* _Task objective_
Write out the listing in full, matching it word for word.

»»

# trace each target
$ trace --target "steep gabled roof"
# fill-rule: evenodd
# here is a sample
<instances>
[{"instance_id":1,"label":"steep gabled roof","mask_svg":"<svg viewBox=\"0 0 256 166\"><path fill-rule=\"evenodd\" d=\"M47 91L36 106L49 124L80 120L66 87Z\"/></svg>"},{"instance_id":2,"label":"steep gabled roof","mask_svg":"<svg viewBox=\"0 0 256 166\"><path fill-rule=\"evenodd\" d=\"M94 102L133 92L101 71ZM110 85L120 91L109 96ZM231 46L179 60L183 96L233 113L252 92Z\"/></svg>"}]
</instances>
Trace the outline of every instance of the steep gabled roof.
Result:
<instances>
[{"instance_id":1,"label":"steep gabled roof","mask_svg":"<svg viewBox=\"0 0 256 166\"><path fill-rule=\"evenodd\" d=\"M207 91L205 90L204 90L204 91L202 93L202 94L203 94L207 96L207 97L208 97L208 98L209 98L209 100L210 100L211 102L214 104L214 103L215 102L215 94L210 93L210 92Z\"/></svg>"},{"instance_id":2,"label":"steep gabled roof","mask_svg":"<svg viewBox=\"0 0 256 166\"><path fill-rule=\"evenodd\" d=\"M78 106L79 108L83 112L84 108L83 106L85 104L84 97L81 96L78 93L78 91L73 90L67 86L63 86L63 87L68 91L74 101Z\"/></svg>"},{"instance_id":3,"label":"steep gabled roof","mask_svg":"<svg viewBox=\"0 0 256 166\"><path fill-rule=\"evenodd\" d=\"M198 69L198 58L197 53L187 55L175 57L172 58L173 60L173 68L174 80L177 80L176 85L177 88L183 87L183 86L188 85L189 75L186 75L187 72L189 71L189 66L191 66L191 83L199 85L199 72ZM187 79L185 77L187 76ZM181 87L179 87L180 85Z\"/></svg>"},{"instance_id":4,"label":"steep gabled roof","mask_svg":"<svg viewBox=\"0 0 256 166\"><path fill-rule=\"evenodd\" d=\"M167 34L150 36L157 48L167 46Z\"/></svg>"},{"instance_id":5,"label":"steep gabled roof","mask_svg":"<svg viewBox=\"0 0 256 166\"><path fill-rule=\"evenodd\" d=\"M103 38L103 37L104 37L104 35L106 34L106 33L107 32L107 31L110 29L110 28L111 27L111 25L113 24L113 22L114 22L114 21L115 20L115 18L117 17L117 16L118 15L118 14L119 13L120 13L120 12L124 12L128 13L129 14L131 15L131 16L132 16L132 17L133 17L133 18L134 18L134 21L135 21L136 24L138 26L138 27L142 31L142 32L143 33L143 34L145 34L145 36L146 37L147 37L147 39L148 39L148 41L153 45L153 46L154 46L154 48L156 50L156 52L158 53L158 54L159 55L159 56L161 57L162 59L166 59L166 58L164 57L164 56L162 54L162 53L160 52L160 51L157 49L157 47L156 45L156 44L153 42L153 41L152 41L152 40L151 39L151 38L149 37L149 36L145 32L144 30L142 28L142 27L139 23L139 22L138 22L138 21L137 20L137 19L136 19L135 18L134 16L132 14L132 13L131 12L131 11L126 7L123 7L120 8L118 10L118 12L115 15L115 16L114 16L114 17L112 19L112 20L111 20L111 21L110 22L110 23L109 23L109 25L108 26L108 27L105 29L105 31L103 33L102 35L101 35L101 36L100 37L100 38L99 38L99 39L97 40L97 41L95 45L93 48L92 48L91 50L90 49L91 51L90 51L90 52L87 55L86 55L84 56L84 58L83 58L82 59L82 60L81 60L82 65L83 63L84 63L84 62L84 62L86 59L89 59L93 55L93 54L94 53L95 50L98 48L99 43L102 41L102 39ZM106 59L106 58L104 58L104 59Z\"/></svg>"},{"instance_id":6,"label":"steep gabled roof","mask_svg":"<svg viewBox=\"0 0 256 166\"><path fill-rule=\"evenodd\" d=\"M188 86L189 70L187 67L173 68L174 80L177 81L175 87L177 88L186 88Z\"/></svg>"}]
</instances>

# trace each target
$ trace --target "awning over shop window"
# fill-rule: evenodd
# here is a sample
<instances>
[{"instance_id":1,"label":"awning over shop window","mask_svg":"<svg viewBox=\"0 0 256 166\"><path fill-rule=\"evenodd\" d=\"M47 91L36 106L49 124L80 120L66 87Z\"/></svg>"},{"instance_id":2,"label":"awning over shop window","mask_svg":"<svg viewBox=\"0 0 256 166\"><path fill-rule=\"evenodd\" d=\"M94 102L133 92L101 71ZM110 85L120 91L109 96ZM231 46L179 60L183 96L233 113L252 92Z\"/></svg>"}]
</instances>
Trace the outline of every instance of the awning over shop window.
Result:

««

* _Complete answer_
# trace each target
$ trace --target "steep gabled roof"
# fill-rule: evenodd
# here is a sample
<instances>
[{"instance_id":1,"label":"steep gabled roof","mask_svg":"<svg viewBox=\"0 0 256 166\"><path fill-rule=\"evenodd\" d=\"M47 91L36 106L49 124L80 120L66 87Z\"/></svg>"},{"instance_id":2,"label":"steep gabled roof","mask_svg":"<svg viewBox=\"0 0 256 166\"><path fill-rule=\"evenodd\" d=\"M94 102L133 92L101 71ZM110 85L120 91L109 96ZM231 46L179 60L183 96L233 113L252 92Z\"/></svg>"}]
</instances>
Trace the outline of every instance of the steep gabled roof.
Result:
<instances>
[{"instance_id":1,"label":"steep gabled roof","mask_svg":"<svg viewBox=\"0 0 256 166\"><path fill-rule=\"evenodd\" d=\"M207 91L205 90L204 90L204 91L202 93L202 94L203 94L207 96L207 97L208 97L208 98L209 98L209 100L210 100L211 102L214 104L214 103L215 102L215 94L210 93L210 92Z\"/></svg>"},{"instance_id":2,"label":"steep gabled roof","mask_svg":"<svg viewBox=\"0 0 256 166\"><path fill-rule=\"evenodd\" d=\"M78 106L79 108L83 112L84 108L83 106L85 104L84 97L81 96L78 93L78 91L73 90L67 86L63 86L63 87L68 91L74 101Z\"/></svg>"},{"instance_id":3,"label":"steep gabled roof","mask_svg":"<svg viewBox=\"0 0 256 166\"><path fill-rule=\"evenodd\" d=\"M198 69L198 58L197 53L187 55L175 57L172 58L173 60L173 68L174 80L177 80L176 85L177 88L183 87L183 86L188 85L189 75L186 75L187 72L189 71L189 66L191 66L191 83L199 85L199 72ZM187 79L185 77L187 76ZM181 87L179 87L180 85Z\"/></svg>"},{"instance_id":4,"label":"steep gabled roof","mask_svg":"<svg viewBox=\"0 0 256 166\"><path fill-rule=\"evenodd\" d=\"M167 34L150 36L157 48L167 46Z\"/></svg>"},{"instance_id":5,"label":"steep gabled roof","mask_svg":"<svg viewBox=\"0 0 256 166\"><path fill-rule=\"evenodd\" d=\"M103 38L103 37L104 37L104 35L106 34L106 33L107 32L107 31L110 29L110 28L111 27L111 25L113 24L113 22L114 22L114 21L115 20L115 18L117 17L117 16L118 15L118 14L119 13L120 13L120 12L124 12L128 13L129 14L131 15L131 16L132 16L132 17L133 17L133 18L134 18L134 21L135 21L136 24L138 26L138 27L142 31L142 32L143 33L143 34L145 34L145 36L146 37L147 37L147 39L148 39L148 41L153 45L153 46L154 46L154 48L156 50L156 52L158 53L158 54L159 55L159 56L161 57L162 59L166 59L166 58L164 57L164 56L162 54L162 53L160 52L160 51L157 49L157 47L156 45L156 44L153 42L153 41L152 41L152 40L151 39L151 38L149 37L149 36L145 32L144 30L142 28L142 27L139 23L139 22L138 22L138 21L137 20L137 19L136 19L135 18L134 16L132 14L132 13L131 12L131 11L126 7L123 7L120 8L118 10L118 12L115 15L115 16L114 16L114 17L112 19L112 20L111 20L111 21L110 22L110 23L109 23L109 25L108 26L108 27L105 29L105 31L103 33L102 35L101 35L101 36L100 37L100 38L99 38L99 39L97 40L97 41L95 45L93 48L92 48L91 50L90 49L91 51L90 51L90 52L87 55L86 55L84 56L84 58L83 58L82 59L82 60L81 60L82 65L83 63L84 63L84 62L84 62L86 59L89 59L93 55L93 54L94 53L95 50L98 48L99 43L102 41L102 39ZM106 59L106 58L104 58L104 59Z\"/></svg>"},{"instance_id":6,"label":"steep gabled roof","mask_svg":"<svg viewBox=\"0 0 256 166\"><path fill-rule=\"evenodd\" d=\"M188 86L189 70L187 67L173 68L174 80L177 81L175 87L177 88L186 88Z\"/></svg>"}]
</instances>

# trace each target
$ trace --target "awning over shop window"
# fill-rule: evenodd
# here is a sample
<instances>
[{"instance_id":1,"label":"awning over shop window","mask_svg":"<svg viewBox=\"0 0 256 166\"><path fill-rule=\"evenodd\" d=\"M47 91L36 106L49 124L80 120L66 87Z\"/></svg>"},{"instance_id":2,"label":"awning over shop window","mask_svg":"<svg viewBox=\"0 0 256 166\"><path fill-rule=\"evenodd\" d=\"M94 102L133 92L101 71ZM110 85L120 91L109 96ZM231 46L179 60L183 96L233 113L252 92Z\"/></svg>"}]
</instances>
Trace the outline of every instance of the awning over shop window.
Result:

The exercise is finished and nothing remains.